We seem to be saying ‘we do support regulation but just not of us. We’re different’? But of course, we are not different.
The time to be anti-regulation has long gone. Now is the time to deal with two consequent issues:
The first is to do with the quality of the regulator we have to deal with. As IFAs and planners, we should welcome higher standards, increased professionalism, treating customers fairly and all the rest.
But we do have the right to expect the regulator to live up to these standards as well.
The regulator must understand who it is regulating and how intermediaries work. If that means welcoming individuals into our firms to understand what we do and how out of touch some regulation is, then that is what we must do.
Perhaps behind the recent changes to capital adequacy is a dawning realisation on the part of the FCA that having an extra £5,000 or £10,000 in a bank account, which can be removed at a moment’s notice, does not protect consumers.

### PROVIDED DATA
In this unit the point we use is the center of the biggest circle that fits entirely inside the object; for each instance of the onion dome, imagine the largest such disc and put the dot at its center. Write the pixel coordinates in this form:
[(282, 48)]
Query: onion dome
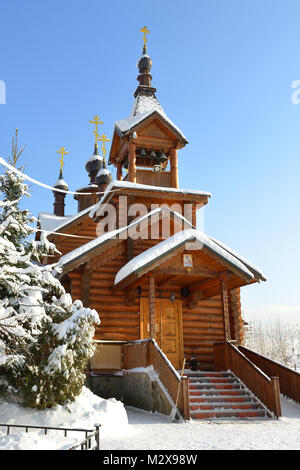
[(59, 197), (145, 63), (60, 183), (94, 164), (104, 176)]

### SHORT TASK
Copy out the excerpt on regulating financial advisers in full, word for word. Rely solely on the excerpt on regulating financial advisers.

### RESPONSE TO THE EXERCISE
We seem to be saying ‘we do support regulation but just not of us. We’re different’? But of course, we are not different.
The time to be anti-regulation has long gone. Now is the time to deal with two consequent issues:
The first is to do with the quality of the regulator we have to deal with. As IFAs and planners, we should welcome higher standards, increased professionalism, treating customers fairly and all the rest.
But we do have the right to expect the regulator to live up to these standards as well.
The regulator must understand who it is regulating and how intermediaries work. If that means welcoming individuals into our firms to understand what we do and how out of touch some regulation is, then that is what we must do.
Perhaps behind the recent changes to capital adequacy is a dawning realisation on the part of the FCA that having an extra £5,000 or £10,000 in a bank account, which can be removed at a moment’s notice, does not protect consumers.